■ **Task statement**:
Count the lines in the collected data below that contain the string "positive", treating uppercase and lowercase as distinct. Provide only the number.

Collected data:

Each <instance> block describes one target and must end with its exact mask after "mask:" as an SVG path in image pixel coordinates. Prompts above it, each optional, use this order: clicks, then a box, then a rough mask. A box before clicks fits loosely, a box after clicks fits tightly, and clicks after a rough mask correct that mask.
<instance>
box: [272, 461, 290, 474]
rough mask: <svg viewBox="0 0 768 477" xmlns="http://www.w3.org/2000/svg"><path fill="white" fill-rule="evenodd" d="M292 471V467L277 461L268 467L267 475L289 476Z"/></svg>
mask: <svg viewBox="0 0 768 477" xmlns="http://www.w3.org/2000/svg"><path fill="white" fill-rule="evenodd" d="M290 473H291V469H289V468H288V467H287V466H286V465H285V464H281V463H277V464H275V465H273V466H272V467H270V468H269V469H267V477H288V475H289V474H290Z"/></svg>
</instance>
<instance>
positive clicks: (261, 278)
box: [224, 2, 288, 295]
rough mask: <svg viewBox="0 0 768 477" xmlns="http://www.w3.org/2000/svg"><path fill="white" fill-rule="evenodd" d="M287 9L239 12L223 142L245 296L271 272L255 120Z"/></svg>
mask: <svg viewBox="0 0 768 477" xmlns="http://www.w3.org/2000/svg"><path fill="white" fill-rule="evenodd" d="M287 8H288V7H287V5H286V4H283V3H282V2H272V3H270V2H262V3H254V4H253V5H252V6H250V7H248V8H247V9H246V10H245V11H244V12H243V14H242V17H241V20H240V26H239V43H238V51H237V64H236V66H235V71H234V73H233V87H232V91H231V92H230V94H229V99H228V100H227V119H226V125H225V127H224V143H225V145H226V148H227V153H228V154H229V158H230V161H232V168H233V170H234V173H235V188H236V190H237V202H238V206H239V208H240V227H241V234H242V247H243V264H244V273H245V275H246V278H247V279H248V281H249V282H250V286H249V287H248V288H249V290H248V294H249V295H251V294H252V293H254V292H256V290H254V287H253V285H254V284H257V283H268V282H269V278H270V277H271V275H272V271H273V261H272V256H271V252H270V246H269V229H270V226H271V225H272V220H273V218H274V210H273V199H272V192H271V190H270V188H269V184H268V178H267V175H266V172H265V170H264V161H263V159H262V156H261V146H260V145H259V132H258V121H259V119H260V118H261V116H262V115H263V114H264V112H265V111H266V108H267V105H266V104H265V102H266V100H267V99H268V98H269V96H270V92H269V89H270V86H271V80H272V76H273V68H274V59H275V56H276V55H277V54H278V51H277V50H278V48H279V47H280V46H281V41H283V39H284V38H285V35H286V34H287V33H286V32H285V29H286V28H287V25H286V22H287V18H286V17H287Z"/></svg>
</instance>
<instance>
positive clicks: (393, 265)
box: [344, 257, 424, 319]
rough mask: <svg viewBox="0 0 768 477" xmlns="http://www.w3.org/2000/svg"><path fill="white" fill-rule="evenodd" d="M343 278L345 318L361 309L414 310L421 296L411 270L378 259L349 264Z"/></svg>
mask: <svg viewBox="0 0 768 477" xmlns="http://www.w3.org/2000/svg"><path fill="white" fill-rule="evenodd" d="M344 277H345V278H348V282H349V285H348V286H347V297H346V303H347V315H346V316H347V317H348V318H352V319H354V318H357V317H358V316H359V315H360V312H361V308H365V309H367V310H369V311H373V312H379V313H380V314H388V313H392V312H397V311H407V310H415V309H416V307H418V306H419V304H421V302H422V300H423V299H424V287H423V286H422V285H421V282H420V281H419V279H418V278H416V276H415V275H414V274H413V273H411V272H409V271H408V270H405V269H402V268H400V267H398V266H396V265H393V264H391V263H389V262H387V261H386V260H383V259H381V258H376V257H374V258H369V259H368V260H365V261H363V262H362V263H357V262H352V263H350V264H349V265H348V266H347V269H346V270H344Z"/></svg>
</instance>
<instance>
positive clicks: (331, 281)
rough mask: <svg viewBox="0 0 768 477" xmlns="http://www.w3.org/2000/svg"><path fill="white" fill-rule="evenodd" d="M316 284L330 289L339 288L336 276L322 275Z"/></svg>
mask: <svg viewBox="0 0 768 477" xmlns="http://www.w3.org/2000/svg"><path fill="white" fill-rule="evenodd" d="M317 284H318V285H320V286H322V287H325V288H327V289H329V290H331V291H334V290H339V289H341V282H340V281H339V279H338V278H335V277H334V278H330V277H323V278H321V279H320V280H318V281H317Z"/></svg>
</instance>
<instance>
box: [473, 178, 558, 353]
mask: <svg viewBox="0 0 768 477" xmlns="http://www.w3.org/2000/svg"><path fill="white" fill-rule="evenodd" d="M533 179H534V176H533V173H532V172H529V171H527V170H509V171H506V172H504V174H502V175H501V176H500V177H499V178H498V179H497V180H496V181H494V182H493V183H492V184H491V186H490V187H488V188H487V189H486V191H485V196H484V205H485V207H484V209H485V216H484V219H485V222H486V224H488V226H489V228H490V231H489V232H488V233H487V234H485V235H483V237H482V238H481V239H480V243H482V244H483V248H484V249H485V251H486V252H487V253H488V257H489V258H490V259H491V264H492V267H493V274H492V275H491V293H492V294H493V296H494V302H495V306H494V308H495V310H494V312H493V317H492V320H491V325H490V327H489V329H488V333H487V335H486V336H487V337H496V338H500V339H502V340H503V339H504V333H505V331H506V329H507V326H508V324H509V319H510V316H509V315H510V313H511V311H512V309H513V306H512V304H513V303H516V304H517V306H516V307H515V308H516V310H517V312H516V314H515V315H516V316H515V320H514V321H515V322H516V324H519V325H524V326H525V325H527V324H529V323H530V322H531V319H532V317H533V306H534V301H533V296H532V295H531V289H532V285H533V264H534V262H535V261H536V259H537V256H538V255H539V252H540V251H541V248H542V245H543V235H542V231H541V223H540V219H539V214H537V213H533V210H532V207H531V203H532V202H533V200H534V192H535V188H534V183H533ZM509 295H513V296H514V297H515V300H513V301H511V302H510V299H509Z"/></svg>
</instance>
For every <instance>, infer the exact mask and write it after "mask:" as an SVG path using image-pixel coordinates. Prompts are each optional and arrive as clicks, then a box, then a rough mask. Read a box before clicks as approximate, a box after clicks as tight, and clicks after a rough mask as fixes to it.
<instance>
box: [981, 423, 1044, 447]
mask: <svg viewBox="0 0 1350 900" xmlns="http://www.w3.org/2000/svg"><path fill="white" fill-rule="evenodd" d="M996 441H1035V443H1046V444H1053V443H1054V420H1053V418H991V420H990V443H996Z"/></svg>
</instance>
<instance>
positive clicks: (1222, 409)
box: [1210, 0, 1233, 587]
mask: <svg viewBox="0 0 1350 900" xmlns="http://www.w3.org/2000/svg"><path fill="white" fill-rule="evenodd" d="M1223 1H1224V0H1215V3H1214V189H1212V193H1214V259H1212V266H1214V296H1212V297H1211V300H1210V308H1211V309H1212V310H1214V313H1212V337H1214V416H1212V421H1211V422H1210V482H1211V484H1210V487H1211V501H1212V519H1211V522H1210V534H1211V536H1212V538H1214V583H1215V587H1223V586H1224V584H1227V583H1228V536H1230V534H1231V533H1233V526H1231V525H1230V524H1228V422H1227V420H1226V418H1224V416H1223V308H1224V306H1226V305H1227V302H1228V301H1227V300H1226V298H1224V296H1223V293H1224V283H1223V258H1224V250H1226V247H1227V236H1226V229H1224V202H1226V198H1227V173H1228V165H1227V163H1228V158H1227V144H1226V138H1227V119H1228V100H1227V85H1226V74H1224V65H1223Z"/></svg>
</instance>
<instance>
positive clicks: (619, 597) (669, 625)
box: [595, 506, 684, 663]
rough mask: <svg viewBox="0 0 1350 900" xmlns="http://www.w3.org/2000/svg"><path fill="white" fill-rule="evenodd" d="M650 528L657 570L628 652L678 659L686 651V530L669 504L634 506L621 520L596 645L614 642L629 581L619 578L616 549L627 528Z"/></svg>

■ **Response**:
5